Task directions → Find every line below that contains the word "decorative" and copy each of those lines in full.

Material provided →
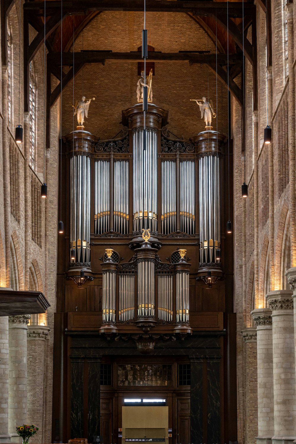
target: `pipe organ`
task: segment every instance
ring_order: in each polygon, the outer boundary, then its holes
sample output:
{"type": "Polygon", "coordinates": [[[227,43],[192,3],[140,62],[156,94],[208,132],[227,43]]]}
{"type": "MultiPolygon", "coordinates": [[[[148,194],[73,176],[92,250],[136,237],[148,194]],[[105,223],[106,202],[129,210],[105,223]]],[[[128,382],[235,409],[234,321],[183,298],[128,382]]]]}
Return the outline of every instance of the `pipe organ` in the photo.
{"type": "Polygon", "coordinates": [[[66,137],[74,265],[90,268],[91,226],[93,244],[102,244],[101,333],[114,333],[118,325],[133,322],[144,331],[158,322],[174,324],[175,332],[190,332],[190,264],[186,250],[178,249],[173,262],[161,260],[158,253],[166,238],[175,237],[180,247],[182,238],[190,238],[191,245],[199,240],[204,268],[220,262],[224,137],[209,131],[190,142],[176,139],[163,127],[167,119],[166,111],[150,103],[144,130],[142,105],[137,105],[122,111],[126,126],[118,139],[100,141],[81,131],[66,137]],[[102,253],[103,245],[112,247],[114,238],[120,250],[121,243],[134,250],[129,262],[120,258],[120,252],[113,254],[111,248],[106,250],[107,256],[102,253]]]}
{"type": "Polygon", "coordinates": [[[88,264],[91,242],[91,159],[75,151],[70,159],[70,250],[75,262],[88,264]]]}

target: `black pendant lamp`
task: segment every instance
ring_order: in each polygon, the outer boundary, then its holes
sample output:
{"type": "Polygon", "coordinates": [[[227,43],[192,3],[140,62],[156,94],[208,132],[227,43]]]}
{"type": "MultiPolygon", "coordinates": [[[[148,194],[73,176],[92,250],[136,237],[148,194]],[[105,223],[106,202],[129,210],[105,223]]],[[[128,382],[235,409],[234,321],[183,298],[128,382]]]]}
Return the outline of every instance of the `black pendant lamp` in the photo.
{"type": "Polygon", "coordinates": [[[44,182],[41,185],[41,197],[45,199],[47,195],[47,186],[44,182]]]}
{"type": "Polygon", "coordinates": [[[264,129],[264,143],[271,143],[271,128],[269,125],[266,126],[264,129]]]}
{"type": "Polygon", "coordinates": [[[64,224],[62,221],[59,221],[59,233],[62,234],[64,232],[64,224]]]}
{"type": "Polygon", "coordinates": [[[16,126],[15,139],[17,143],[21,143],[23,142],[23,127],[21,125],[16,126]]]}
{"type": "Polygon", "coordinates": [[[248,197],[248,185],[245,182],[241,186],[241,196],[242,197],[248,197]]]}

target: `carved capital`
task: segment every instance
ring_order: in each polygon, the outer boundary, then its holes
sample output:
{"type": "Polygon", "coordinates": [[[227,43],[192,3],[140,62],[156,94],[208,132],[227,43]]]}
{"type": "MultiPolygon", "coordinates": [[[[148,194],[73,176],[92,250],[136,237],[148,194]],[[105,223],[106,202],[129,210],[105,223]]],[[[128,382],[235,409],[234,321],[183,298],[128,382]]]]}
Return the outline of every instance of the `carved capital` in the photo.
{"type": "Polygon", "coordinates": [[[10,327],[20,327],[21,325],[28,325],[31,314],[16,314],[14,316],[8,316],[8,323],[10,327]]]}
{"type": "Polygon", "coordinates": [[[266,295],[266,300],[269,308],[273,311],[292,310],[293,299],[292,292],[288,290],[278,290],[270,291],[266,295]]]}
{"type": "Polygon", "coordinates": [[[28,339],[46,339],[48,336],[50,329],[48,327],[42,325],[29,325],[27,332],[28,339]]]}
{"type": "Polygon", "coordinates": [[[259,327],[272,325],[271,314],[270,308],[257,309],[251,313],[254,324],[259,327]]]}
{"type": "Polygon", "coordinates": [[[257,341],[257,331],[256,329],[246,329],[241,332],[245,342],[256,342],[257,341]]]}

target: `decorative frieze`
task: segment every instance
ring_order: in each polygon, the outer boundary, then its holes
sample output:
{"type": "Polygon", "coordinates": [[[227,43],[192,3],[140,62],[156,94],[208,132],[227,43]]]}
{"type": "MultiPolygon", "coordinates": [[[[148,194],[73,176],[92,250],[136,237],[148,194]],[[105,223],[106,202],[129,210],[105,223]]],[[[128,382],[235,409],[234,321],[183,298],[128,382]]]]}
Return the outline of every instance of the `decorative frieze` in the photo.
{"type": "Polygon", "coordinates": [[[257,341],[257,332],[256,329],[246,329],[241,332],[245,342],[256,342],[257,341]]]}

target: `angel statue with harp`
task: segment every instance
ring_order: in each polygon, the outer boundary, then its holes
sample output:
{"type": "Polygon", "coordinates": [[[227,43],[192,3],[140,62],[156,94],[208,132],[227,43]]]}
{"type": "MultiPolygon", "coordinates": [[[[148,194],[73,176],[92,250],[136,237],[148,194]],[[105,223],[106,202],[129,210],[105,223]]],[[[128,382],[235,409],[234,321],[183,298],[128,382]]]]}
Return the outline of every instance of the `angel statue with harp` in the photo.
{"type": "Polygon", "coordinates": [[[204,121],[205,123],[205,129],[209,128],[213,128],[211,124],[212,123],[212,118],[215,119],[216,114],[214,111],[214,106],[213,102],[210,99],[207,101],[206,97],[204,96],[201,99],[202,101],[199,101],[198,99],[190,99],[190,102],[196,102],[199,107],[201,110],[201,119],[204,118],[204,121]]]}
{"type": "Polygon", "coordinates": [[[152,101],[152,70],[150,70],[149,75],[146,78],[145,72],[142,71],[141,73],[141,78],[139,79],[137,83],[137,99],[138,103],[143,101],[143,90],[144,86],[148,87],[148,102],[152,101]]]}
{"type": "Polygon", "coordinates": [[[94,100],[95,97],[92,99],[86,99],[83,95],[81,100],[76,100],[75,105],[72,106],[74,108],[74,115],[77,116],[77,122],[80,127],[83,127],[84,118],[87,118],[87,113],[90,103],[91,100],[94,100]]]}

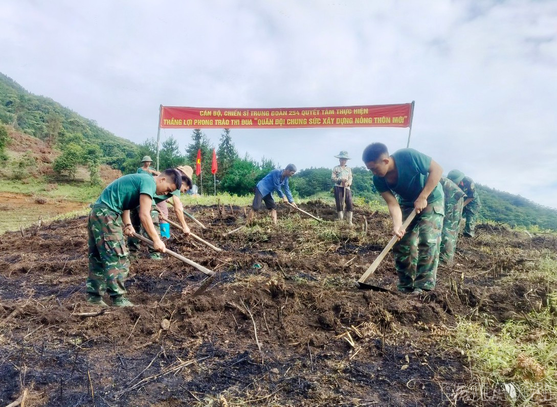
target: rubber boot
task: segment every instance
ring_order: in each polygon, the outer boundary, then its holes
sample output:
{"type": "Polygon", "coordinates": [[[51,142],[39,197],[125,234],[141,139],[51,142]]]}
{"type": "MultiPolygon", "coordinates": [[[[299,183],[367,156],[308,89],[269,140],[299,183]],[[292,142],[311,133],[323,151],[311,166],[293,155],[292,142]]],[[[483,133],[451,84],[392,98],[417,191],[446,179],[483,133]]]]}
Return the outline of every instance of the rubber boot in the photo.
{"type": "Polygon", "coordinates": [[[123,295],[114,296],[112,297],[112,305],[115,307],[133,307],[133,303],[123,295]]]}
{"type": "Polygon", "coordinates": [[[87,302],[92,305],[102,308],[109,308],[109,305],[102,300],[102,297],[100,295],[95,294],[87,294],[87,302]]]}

...

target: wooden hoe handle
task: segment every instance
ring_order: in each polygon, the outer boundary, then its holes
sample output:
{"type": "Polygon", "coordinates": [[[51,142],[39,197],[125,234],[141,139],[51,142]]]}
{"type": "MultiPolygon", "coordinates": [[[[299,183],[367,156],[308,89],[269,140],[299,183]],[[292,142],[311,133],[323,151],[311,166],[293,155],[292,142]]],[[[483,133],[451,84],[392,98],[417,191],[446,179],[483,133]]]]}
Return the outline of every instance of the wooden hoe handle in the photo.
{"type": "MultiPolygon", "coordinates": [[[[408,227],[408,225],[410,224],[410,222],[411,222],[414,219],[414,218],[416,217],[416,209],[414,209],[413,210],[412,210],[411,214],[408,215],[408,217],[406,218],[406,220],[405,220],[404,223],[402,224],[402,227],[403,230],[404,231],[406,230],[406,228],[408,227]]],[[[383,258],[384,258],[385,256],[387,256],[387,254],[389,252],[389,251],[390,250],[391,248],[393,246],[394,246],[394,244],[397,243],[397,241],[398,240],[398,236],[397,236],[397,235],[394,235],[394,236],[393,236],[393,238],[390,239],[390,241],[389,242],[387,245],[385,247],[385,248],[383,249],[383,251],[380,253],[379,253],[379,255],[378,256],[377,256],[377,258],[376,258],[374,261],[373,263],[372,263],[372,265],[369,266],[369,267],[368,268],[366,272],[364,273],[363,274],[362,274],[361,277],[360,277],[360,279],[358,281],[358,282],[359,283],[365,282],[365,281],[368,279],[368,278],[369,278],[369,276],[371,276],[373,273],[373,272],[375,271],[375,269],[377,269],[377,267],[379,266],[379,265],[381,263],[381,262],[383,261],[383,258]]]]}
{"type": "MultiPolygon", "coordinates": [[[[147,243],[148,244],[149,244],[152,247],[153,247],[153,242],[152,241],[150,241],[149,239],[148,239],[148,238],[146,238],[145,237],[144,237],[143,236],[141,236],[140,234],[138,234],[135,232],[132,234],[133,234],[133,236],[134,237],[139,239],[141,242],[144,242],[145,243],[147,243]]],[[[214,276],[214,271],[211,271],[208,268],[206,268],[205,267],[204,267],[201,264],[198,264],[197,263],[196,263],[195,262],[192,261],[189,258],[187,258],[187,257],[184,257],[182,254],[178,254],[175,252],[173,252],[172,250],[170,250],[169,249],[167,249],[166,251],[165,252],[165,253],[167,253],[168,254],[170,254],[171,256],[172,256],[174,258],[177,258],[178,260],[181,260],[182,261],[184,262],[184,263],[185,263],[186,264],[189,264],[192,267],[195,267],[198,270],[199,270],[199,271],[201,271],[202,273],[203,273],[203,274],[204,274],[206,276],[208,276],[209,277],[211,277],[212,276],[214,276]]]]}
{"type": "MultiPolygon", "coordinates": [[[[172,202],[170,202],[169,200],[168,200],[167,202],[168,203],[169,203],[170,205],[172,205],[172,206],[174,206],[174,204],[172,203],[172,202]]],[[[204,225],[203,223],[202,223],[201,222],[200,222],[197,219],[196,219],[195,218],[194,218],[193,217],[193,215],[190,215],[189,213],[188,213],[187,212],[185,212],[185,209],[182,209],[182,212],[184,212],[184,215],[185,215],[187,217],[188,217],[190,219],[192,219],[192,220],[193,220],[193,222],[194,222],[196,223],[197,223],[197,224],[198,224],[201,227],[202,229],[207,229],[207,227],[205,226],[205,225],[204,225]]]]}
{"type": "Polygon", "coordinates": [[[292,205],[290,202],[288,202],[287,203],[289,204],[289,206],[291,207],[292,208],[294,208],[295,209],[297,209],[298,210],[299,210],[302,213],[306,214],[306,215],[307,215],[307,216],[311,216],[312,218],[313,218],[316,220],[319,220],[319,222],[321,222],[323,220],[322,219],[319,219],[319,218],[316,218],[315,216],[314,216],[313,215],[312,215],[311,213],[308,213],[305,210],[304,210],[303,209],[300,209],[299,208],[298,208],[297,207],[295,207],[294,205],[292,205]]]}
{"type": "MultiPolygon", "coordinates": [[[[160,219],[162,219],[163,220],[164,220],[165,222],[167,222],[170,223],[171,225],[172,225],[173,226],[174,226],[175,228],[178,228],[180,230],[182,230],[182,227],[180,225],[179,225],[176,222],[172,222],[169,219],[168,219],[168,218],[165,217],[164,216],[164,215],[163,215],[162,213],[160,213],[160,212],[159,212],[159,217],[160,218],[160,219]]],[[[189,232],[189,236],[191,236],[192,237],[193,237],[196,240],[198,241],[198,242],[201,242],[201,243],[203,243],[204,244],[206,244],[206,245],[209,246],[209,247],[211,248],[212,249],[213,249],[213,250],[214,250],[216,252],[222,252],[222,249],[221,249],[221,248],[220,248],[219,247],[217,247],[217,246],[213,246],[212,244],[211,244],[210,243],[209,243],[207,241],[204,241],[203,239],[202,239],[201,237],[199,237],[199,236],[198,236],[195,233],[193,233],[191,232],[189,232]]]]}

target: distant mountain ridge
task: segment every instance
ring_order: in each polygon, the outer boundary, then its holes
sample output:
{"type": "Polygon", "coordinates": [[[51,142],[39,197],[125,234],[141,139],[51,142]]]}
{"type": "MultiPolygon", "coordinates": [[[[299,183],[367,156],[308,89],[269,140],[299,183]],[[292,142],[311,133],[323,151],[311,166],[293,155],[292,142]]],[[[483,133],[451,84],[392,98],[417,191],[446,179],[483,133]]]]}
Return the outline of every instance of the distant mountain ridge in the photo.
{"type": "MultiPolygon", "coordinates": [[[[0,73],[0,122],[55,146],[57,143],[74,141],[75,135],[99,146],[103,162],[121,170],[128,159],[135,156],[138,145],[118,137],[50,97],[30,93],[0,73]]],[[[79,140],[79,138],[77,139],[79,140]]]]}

Result of this exercise →
target: `decorative frieze`
Return the outline of every instance of the `decorative frieze` in the photo.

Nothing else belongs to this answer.